INSTRUCTION 1 —
List each line in the records below that contains the word "white".

TEXT SEGMENT —
########################################

It's a simple point. With that kind of richness, it's ridiculous to gripe about all things not being always accessible. The more so since that will presumably come soon enough (though arguably it might come sooner if people showed a little more willingness not to pirate.)

(I also stand of my opinion of the Disneyfied Jungle Book, sidebar though it be. The cheap jack cartoon is a crap interpretation of a first rate childrens book, and the fact that he insists on downloading it apparently without checking if it is otherwise available and without considering the original book as a substitute underscores my argument that his insistence on Right Here Right Now is limiting his vision. Never thought I would see a defense of Disney products on the blue, I'll tell you that much.)


More on the point of the article, doesn't this essential boil down to market failure to adapt to consumer demands? Before consumers had no choice but to shut up and watch the ads, now they can short circuit the 'unreasonable' restrictions (which includes price).

########################################

EXTRACTED DATA —
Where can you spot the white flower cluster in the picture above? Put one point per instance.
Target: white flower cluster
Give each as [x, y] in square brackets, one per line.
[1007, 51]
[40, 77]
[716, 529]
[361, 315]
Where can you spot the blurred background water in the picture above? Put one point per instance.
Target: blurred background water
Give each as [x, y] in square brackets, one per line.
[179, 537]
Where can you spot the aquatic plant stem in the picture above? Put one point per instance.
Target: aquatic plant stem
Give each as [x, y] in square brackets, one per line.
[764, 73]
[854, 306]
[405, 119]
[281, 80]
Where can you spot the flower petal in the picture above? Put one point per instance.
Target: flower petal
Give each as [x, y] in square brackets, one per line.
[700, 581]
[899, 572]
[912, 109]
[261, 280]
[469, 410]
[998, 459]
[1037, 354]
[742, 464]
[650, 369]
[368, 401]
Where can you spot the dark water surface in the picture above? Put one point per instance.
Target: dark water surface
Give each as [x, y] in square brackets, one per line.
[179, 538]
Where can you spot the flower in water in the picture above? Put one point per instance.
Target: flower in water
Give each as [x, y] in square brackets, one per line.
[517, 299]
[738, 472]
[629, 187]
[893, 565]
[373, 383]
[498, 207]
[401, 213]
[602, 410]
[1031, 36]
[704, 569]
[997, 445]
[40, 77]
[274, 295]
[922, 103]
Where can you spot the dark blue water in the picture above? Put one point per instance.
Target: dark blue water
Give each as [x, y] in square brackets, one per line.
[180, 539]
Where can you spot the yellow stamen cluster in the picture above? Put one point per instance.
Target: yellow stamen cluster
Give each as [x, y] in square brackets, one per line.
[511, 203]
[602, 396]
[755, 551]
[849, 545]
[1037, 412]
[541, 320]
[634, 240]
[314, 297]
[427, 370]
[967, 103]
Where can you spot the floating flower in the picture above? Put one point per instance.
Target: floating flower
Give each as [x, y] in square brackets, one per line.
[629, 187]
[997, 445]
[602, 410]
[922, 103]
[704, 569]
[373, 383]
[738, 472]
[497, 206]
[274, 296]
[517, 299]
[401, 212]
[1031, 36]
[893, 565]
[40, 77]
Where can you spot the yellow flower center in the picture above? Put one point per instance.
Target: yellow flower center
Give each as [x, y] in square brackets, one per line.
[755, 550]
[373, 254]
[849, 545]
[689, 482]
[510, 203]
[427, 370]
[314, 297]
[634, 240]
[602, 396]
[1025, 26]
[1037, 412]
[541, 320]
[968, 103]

########################################

INSTRUCTION 2 —
Print, word for word, the part of the piracy comment above that opens with the words "It's a simple" and closes with "you that much.)".

REPLY 1 —
Where can you spot the white flower cluster in the picture above? Put one point per instance.
Target: white flower cluster

REPLY 2 —
It's a simple point. With that kind of richness, it's ridiculous to gripe about all things not being always accessible. The more so since that will presumably come soon enough (though arguably it might come sooner if people showed a little more willingness not to pirate.)

(I also stand of my opinion of the Disneyfied Jungle Book, sidebar though it be. The cheap jack cartoon is a crap interpretation of a first rate childrens book, and the fact that he insists on downloading it apparently without checking if it is otherwise available and without considering the original book as a substitute underscores my argument that his insistence on Right Here Right Now is limiting his vision. Never thought I would see a defense of Disney products on the blue, I'll tell you that much.)